## WHAT YOU WILL DO:
Rescale the coordinates in the answers by 1.35, rounding to whole numbers with halves rounded up, and reproduce every line from the one containing "Each instance of the snow ridge" through the end of the items, with the requests and their sample coordinates left unchanged. Omit the pictures.

* START INPUT DATA *

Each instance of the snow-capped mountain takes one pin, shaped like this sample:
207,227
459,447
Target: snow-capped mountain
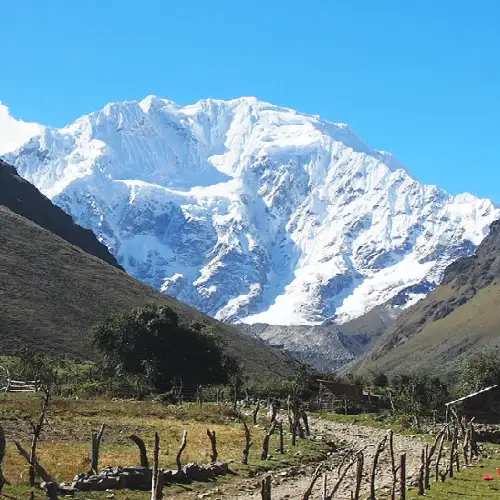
14,133
252,212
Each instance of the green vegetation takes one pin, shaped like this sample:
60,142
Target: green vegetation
480,370
458,318
150,343
53,292
65,444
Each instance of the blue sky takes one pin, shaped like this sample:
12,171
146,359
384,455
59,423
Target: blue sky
418,78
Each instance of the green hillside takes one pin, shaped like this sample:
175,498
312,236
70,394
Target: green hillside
458,317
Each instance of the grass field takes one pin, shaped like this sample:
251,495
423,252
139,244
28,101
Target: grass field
469,483
65,442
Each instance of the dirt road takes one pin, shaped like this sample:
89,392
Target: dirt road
291,483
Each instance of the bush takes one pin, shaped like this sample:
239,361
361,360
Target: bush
150,343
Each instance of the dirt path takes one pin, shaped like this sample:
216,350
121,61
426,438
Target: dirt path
292,482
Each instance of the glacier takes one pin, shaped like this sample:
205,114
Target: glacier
252,212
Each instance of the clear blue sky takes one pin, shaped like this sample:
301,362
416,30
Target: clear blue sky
418,78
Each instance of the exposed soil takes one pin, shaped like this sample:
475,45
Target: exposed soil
293,482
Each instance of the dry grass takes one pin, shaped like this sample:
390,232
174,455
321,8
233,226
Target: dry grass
64,447
65,443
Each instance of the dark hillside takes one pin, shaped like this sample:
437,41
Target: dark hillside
24,199
51,292
459,316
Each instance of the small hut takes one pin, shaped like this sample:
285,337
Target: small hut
483,405
352,398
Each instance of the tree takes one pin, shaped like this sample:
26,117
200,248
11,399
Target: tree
152,343
480,370
418,395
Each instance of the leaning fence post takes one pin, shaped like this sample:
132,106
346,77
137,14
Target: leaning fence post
213,442
181,449
157,476
96,443
142,449
2,455
282,447
265,488
402,476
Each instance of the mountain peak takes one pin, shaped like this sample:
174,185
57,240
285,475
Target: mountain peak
250,211
13,132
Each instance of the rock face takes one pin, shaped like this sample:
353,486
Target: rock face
251,212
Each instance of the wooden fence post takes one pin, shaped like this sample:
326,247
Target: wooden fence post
314,478
282,447
265,489
402,476
248,443
142,449
181,449
94,454
421,472
50,483
37,429
265,443
157,476
3,445
373,473
213,442
255,413
359,475
394,469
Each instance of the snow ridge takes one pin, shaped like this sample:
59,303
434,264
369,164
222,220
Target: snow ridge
249,211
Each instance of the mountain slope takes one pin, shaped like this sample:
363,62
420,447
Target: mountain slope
459,316
14,133
51,292
24,199
252,212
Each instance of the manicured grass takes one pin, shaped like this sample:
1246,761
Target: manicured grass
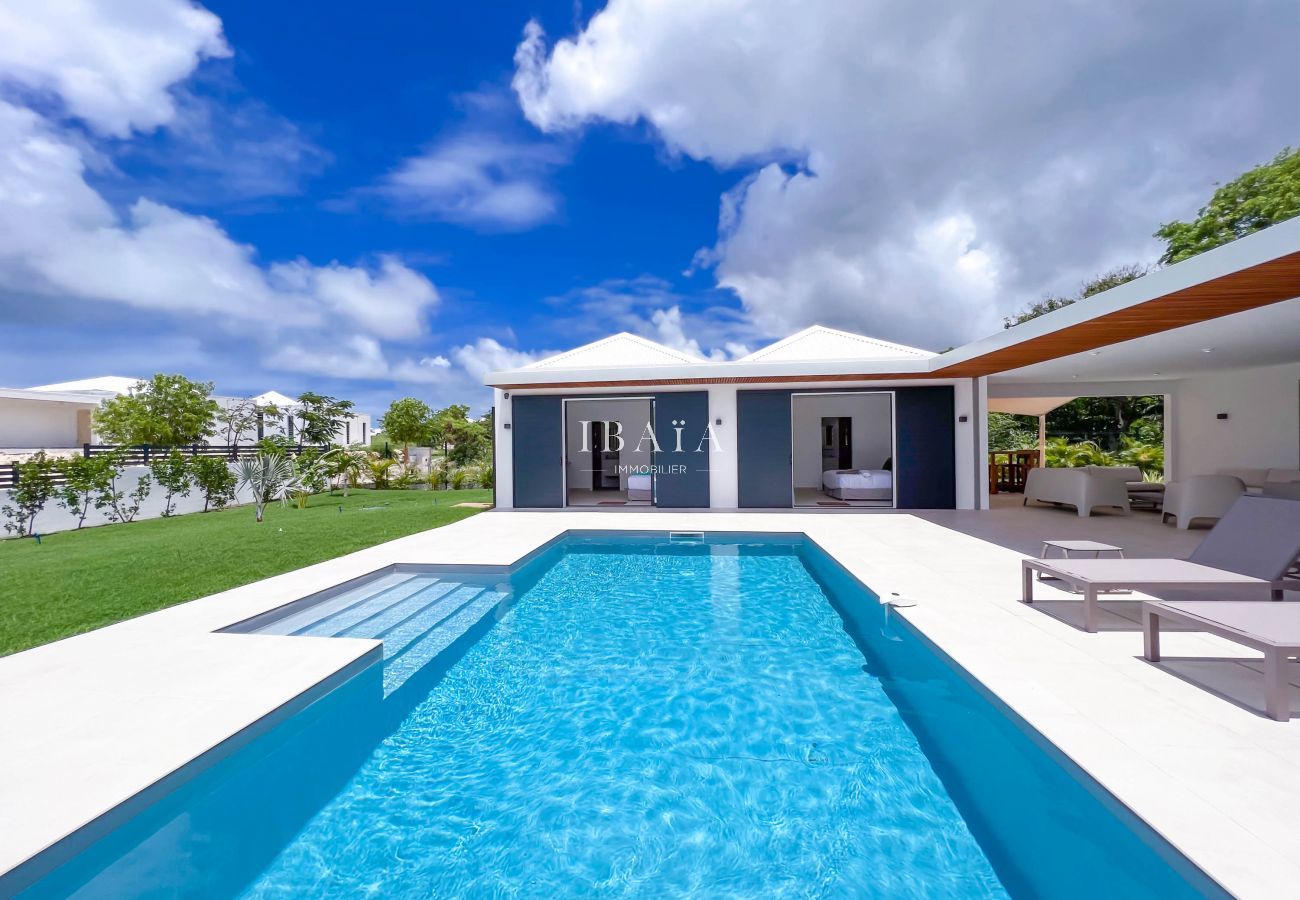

* END INPUT DATA *

## SOLUTION BELOW:
Each instance of the snow ridge takes one pin, shaped like this sample:
59,303
434,264
369,164
222,220
Target: snow ridge
336,285
Each instance of the mountain slope takes one pin, shaped like this sample:
363,62
420,447
Target: mountain slope
620,427
19,180
69,394
32,269
340,286
Each instance of the manicured grass takes one pin, shaped like this sample:
1246,761
Target: manicured grass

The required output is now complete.